# What you need to do
Pick out every line below that contains the string "handwritten", and copy each of those lines.
....
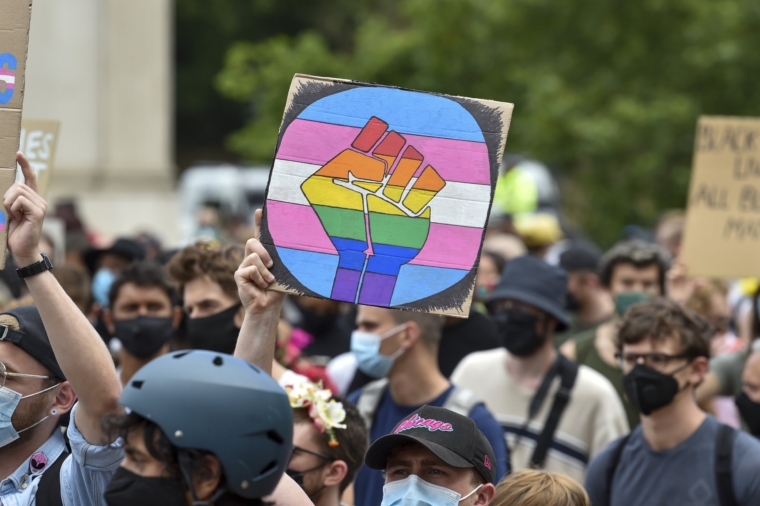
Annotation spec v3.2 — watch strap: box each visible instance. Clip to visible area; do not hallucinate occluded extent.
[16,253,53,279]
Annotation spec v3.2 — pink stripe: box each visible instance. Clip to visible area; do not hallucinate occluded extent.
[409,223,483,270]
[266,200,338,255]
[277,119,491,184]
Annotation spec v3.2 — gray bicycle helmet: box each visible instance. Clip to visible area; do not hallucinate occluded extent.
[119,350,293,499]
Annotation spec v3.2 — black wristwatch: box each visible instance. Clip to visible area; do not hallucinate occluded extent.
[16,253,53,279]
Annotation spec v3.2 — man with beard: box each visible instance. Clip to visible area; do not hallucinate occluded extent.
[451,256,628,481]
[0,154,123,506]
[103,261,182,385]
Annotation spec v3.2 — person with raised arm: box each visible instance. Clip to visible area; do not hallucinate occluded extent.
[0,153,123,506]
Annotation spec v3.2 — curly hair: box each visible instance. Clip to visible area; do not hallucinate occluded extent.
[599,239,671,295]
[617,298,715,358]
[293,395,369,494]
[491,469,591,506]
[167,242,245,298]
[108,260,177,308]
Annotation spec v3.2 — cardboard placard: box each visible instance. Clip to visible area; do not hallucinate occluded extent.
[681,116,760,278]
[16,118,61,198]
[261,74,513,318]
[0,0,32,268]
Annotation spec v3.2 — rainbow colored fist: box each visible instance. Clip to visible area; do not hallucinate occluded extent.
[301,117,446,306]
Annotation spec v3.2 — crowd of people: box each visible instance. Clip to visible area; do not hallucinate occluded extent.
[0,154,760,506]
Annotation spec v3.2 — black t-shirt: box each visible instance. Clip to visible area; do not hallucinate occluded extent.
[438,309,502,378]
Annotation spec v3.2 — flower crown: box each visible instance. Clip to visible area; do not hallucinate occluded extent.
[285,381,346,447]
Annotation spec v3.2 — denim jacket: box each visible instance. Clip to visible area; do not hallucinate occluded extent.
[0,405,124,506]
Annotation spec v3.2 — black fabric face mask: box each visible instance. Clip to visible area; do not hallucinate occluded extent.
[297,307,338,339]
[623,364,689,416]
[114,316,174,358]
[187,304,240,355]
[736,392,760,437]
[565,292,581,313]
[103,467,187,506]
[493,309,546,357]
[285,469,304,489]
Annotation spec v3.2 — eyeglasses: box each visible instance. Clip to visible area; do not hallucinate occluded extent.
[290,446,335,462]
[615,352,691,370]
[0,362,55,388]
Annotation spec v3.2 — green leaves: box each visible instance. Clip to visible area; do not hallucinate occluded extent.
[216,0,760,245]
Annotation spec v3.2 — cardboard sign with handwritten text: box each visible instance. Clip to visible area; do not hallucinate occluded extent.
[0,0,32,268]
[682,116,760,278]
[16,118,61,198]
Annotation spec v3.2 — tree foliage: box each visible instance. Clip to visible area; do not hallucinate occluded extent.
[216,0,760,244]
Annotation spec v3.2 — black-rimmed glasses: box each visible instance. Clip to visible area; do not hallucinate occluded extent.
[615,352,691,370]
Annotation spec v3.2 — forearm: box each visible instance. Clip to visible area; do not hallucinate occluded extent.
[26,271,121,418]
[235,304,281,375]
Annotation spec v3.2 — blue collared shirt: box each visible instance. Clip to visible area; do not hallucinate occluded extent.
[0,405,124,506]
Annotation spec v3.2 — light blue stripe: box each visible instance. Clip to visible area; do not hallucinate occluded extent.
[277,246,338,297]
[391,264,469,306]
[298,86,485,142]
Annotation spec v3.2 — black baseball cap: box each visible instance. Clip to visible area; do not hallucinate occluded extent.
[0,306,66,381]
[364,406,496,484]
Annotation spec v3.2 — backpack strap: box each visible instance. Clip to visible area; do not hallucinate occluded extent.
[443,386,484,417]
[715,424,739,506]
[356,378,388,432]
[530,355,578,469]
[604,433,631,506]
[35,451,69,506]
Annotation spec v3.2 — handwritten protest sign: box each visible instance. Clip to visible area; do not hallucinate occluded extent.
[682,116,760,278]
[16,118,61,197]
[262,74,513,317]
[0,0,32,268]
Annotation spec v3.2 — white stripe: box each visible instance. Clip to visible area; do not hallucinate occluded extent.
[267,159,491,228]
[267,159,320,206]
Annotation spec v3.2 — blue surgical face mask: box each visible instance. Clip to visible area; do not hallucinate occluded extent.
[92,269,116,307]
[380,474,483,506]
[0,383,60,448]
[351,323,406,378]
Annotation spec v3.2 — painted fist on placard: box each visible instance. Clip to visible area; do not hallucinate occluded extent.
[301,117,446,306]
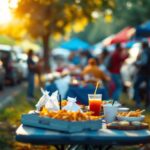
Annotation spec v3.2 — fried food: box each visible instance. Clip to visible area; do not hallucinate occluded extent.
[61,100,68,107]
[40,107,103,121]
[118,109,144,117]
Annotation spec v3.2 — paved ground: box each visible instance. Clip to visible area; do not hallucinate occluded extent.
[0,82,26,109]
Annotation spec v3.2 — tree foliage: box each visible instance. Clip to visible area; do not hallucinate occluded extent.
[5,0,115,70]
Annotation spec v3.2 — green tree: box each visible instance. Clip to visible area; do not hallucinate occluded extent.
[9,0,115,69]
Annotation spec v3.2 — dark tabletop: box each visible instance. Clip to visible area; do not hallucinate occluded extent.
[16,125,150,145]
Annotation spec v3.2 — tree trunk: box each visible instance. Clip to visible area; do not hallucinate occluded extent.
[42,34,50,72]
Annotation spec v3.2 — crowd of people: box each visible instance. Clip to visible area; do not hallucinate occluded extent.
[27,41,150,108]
....
# Task response
Annotation spec v3.2 — cardboard sign with handwritten text: box each visible instance. Clip to visible area; do not hallucinate occluded extent.
Annotation spec v3.2 — handwritten protest sign: box each visible instance. Clip to visible area; do not hallucinate occluded extent.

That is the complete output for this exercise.